— start of SOURCE DOCUMENT —

- Original advertisement
- Genre: Comedy horror
- Written by: Bill Bleich
- Directed by: Jack Bender
- Starring: Shari Belafonte-Harper Kevin McCarthy (actor); LeVar Burton; Lee Montgomery; Peter DeLuise; Dedee Pfeiffer; Jonna Lee; Dick Van Patten; Kurtwood Smith;
- Theme music composer: Brad Fiedel
- Country of origin: United States
- Original language: English

Production
- Executive producer: Sharon L. Sawyer
- Producers: Ervin Zavada Jill Mullikin-Bates
- Production location: California, USA
- Cinematography: Rexford L. Metz
- Editor: David A. Simmons
- Running time: 94 minutes
- Production company: ABC Circle Films Capital Cities;

Original release
- Network: ABC
- Release: November 1, 1985

= The Midnight Hour =

1985 American comedy horror film

The Midnight Hour is a 1985 American made-for-television comedy horror film directed by Jack Bender and starring Shari Belafonte, Lee Montgomery, Kevin McCarthy, LeVar Burton, Peter DeLuise, and Dedee Pfeiffer. Its plot revolves around a small New England town becoming overrun with zombies, witches, vampires, and other demons of hell after a group of teenagers unlocks a centuries-old curse on Halloween.

The film aired on ABC on Friday, November 1, 1985, at 9:00–11:00 pm EST. In addition to an original musical number, "Get Dead", the film's soundtrack features songs by Wilson Pickett, Creedence Clearwater Revival, Sam the Sham and the Pharaohs, Three Dog Night, and The Smiths.

== Plot ==
It is Halloween in the small town of Pitchford Cove, Massachusetts, and five high school friends, Phil (Montgomery), Mary (Pfeiffer), Mitch (DeLuise), Vinnie (Burton), and Melissa (Belafonte), plan on making it a night they will never forget. They steal outfits from the town's witchcraft museum and come upon other old artifacts, including a trunk holding a paper scroll which contains an ancient curse. When the latent sorceress Melissa recites the curse at the local cemetery, things take a turn for the worse.

The town's dead, led by Melissa's great-great-great-great-grandmother Lucinda Cavender (Allen), a witch who was put to death 300 years earlier, rise up from their graves and roam the town. While Melissa, Mitch, Vinnie, and Mary enjoy themselves at their annual Halloween costume party, Phil encounters a mysterious girl, named Sandra "Sandy" Matthews (Lee), dressed in a 1950s cheerleader outfit, who warns him that the whole town is in danger.

Lucinda and the various undead crash the costume party. At first, nobody understands what's happening – since everyone is in costume –, until Lucinda begins turning the party guests into vampires, starting with Melissa (her bloodline).

— end of SOURCE DOCUMENT —
— start of PROVIDED DATA —

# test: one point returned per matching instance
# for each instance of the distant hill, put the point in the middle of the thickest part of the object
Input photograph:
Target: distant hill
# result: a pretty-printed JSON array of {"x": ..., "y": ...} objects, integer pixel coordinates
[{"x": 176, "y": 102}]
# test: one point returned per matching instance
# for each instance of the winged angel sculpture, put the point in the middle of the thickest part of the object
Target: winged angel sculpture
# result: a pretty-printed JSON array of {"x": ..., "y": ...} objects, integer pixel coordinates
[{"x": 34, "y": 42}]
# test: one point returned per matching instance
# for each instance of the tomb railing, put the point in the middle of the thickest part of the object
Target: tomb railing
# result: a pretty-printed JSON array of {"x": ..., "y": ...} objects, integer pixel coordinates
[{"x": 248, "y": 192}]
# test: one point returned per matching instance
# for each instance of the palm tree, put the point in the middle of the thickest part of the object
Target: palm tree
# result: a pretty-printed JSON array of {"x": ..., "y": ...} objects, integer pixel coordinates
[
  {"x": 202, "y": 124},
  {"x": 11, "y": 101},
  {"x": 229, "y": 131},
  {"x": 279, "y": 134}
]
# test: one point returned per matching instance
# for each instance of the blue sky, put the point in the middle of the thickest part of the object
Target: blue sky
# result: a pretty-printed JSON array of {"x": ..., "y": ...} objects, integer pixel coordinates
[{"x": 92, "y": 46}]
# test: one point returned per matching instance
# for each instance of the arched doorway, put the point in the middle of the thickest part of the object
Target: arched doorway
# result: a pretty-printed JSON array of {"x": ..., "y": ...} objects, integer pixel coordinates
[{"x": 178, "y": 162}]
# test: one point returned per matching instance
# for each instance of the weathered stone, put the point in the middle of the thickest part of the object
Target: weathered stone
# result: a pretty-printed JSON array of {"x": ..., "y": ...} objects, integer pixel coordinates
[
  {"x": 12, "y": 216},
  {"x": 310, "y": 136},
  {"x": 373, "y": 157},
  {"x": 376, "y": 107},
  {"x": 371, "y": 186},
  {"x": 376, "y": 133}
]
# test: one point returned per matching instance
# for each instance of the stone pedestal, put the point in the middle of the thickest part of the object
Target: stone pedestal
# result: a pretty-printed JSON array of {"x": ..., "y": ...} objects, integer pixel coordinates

— end of PROVIDED DATA —

*PROBLEMS AND TASKS:*
[A] In the article on The Midnight Hour, why does nobody at the costume party understand at first what is happening when Lucinda and the undead arrive?
[B] Quote the passage from the article on The Midnight Hour, starting with "The town's dead, led" and going on through "is in danger.".

*SOLUTION LIST:*
[A] At first nobody understands what is happening because everyone at the party is in costume. The confusion lasts until Lucinda begins turning the party guests into vampires.

[B]
The town's dead, led by Melissa's great-great-great-great-grandmother Lucinda Cavender (Allen), a witch who was put to death 300 years earlier, rise up from their graves and roam the town. While Melissa, Mitch, Vinnie, and Mary enjoy themselves at their annual Halloween costume party, Phil encounters a mysterious girl, named Sandra "Sandy" Matthews (Lee), dressed in a 1950s cheerleader outfit, who warns him that the whole town is in danger.